__Required actions__
a. According to the message on deprecated characters, which additional characters does the writer believe should also be deprecated?
b. Resume the message on deprecated Unicode characters after its last line.

__Given text__

*-*-*

L2/06-344

Source: "Mark Davis" <mark.davis@icu-project.org>
Date: 2006-10-10
Subject: Deprecated characters

The Deprecated property is relatively new, and we have not done a thorough
review of characters that should have that property. As a reminder,
Deprecated means discouraged, but does not mean that the character will
be removed. Having the property means that the characters that are
discouraged can be "recognized" programmatically.

The current list (U5.0) of deprecated characters is:

0340..0341    ; Deprecated # Mn   [2] COMBINING GRAVE TONE MARK..COMBINING ACUTE TONE MARK
17A3          ; Deprecated # Lo       KHMER INDEPENDENT VOWEL QAQ
17D3          ; Deprecated # Mn       KHMER SIGN BATHAMASAT
206A..206F    ; Deprecated # Cf   [6] INHIBIT SYMMETRIC SWAPPING..NOMINAL DIGIT SHAPES

I believe we should also deprecate the characters:

E0020    TAG SPACE
E0021    TAG EXCLAMATION MARK
...
E007E    TAG TILDE
E007F    CANCEL TAG

These were only encoded to forstall a truely ugly variant of UTF-8 from being
formulated, but we really need to strongly discourage their use.

===

The following are other characters listed in NamesList.txt as being discouraged or
having a preferred alternate. Some of which could also be considered for deprecation,
after review.

0344    COMBINING GREEK DIALYTIKA TONOS
    * use of this character is discouraged
    : 0308 0301
0344    COMBINING GREEK DIALYTIKA TONOS
    * use of this character is discouraged
    : 0308 0301
0F73    TIBETAN VOWEL SIGN II
    * use of this character is discouraged
    : 0F71 0F72
0F75    TIBETAN VOWEL SIGN UU
    * use of this character is discouraged
    : 0F71 0F74
0F77    TIBETAN VOWEL SIGN VOCALIC RR
    * use of this character is strongly discouraged
    # 0FB2 0F81
0F79    TIBETAN VOWEL SIGN VOCALIC LL
    * use of this character is strongly discouraged
    # 0FB3 0F81
0F81    TIBETAN VOWEL SIGN REVERSED II
    * use of this character is discouraged
    : 0F71 0F80
17D3    KHMER SIGN BATHAMASAT *
    * originally intended as part of lunar date symbols
    * use of this character is strongly discouraged in favor of the complete set of lunar date symbols
    x (khmer symbol pathamasat - 19E0)

*-*-*

__Raw data__
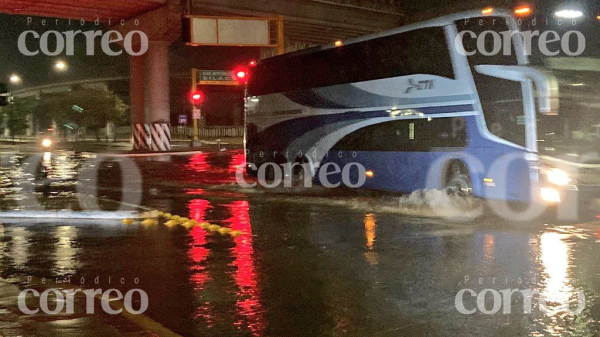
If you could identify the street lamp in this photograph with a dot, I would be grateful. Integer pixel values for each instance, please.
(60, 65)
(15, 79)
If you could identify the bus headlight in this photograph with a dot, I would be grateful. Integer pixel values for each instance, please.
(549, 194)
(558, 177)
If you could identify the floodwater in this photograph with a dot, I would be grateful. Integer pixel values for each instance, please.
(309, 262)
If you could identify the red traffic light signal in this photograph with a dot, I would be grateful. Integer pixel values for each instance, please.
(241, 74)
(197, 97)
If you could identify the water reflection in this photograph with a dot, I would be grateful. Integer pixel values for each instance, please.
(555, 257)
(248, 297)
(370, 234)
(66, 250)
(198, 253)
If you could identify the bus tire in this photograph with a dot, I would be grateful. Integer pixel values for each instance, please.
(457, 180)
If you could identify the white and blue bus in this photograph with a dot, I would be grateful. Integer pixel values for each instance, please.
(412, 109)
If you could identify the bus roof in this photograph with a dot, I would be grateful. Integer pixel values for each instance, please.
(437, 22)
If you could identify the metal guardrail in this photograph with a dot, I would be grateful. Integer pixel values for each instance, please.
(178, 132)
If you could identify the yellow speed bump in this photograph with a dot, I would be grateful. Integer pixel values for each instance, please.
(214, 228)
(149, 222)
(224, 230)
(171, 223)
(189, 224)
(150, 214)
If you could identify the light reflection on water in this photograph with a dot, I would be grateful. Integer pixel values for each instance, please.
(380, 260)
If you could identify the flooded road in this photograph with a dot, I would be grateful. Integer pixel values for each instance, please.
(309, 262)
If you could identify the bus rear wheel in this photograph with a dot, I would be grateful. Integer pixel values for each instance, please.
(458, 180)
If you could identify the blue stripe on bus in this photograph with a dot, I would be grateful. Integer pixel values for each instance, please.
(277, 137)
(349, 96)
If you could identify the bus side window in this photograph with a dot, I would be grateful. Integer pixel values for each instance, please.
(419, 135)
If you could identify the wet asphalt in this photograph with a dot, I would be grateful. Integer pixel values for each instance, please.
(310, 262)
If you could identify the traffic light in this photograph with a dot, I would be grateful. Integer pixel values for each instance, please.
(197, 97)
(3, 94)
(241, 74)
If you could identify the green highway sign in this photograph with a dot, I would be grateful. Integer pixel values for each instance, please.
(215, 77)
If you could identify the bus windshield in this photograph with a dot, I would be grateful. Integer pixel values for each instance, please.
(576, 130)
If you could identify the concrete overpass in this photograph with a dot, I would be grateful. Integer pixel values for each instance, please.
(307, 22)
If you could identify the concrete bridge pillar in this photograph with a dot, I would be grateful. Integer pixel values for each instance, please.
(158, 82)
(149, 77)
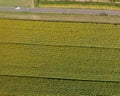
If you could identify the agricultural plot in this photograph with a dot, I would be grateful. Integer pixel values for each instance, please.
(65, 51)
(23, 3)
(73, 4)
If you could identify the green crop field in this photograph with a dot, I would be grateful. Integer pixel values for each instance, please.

*-*-*

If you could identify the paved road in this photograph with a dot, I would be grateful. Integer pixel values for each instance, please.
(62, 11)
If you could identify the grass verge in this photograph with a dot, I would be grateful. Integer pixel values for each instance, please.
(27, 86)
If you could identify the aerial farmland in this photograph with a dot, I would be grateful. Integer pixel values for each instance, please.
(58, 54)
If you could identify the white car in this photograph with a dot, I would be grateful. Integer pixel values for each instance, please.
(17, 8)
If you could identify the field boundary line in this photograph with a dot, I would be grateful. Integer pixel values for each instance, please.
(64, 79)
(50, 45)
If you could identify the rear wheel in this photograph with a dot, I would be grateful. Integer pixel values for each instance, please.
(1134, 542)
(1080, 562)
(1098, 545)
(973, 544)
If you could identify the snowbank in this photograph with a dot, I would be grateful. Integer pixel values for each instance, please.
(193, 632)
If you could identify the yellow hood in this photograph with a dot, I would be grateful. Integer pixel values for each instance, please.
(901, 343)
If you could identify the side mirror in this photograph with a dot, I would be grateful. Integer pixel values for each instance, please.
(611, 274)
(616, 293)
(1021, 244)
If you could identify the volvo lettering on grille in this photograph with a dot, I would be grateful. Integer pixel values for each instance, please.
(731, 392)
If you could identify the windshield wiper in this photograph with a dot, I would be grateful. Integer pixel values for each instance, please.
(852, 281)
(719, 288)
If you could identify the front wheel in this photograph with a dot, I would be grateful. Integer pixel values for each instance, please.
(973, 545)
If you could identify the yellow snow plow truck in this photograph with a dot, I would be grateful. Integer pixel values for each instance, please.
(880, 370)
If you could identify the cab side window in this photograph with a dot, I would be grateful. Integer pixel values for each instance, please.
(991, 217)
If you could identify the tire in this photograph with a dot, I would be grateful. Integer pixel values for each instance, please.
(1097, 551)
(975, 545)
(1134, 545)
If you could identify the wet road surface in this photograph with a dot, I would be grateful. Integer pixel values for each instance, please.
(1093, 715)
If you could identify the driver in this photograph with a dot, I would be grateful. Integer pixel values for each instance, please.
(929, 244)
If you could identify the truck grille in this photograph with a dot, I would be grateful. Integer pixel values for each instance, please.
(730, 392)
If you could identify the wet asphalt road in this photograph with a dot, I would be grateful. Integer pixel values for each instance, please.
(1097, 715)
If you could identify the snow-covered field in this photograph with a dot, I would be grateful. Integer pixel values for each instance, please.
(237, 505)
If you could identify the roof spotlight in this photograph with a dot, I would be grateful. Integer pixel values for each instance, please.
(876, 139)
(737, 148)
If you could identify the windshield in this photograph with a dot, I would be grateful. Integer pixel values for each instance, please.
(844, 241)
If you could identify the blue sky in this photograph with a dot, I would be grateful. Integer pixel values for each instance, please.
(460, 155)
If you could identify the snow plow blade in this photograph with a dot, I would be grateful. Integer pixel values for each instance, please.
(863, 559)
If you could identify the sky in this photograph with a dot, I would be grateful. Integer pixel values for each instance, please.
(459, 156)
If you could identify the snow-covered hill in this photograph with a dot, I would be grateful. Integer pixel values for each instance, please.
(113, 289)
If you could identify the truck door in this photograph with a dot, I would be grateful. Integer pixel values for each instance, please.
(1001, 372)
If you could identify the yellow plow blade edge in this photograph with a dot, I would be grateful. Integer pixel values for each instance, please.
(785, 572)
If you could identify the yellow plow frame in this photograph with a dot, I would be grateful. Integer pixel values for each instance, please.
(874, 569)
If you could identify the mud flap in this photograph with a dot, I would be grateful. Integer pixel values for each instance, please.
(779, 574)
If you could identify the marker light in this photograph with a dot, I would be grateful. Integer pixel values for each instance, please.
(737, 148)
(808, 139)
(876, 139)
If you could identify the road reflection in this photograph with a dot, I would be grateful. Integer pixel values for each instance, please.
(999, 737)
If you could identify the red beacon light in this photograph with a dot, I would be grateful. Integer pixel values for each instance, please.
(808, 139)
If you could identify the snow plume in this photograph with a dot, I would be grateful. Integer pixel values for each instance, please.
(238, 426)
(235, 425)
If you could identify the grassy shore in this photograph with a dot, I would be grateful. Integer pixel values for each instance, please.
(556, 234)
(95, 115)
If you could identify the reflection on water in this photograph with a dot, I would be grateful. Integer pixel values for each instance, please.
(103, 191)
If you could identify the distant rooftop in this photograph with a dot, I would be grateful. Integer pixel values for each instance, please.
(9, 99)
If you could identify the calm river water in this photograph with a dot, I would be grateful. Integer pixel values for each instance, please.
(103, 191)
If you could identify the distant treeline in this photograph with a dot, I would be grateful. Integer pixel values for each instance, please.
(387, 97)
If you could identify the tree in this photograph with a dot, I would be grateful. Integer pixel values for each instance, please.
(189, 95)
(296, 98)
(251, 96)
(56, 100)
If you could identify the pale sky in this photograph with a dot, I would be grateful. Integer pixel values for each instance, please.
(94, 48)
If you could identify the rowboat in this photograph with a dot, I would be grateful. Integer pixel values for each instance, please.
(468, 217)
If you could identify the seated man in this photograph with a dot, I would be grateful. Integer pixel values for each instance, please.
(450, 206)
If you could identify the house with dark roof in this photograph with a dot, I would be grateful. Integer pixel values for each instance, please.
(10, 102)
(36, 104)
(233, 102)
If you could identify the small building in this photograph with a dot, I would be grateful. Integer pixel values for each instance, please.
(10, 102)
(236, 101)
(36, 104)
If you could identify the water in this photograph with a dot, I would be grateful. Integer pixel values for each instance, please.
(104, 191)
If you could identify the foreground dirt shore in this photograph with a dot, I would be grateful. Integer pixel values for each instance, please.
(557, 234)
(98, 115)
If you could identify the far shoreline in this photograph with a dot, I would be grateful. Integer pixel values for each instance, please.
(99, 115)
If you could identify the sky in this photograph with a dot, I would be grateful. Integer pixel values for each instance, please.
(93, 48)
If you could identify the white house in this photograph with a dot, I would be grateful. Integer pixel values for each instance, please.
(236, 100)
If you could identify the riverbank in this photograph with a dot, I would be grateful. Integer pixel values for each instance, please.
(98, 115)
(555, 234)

*-*-*

__Answer set__
a. The tag characters, from E0020 TAG SPACE through E007F CANCEL TAG.

b.
17D8    KHMER SIGN BEYYAL *
    * et cetera
    * use of this character is discouraged; other abbreviations for et cetera also exist
    * preferred spelling: 17D4 179B 17D4

@+        These are discouraged for mathematical use because of their canonical equivalence to CJK punctuation.
2329    LEFT-POINTING ANGLE BRACKET
    x (less-than sign - 003C)
    x (single left-pointing angle quotation mark - 2039)
    x (mathematical left angle bracket - 27E8)
    : 3008 left angle bracket
232A    RIGHT-POINTING ANGLE BRACKET
    x (greater-than sign - 003E)
    x (single right-pointing angle quotation mark - 203A)
    x (mathematical right angle bracket - 27E9)
    : 3009 right angle bracket

2126    OHM SIGN
    * SI unit of resistance, named after G. S. Ohm, German physicist
    * preferred representation is 03A9
    : 03A9 greek capital letter omega
20A4    LIRA SIGN
    * intended for lira, but not widely used
    * preferred character for lira is 00A3
    x (pound sign - 00A3)
212B    ANGSTROM SIGN
    * non SI length unit (=0.1 nm) named after A. J. Ångström, Swedish physicist
    * preferred representation is 00C5
    : 00C5 latin capital letter a with ring above




> From: "Andrew West" <andrewcwest@gmail.com>
> Date: 2006-10-10 11:22:03 -0700

On 10/10/06, Mark Davis <mark.davis@icu-project.org> wrote:
>
> The following are other characters listed in NamesList.txt as being discouraged or
> having a preferred alternate. Some of which could also be considered for deprecation,
> after review.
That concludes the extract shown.